# [The task]
Show each line of the entries below in which the word "positive" appears.

Saved data entries
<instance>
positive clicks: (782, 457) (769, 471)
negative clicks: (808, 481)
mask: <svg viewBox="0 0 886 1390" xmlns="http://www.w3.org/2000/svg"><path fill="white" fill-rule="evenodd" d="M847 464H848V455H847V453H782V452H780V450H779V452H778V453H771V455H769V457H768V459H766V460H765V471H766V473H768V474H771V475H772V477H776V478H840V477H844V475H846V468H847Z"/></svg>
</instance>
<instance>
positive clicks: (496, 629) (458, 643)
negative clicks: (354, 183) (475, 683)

# [Task result]
positive clicks: (782, 457) (769, 471)
positive clicks: (496, 629) (458, 643)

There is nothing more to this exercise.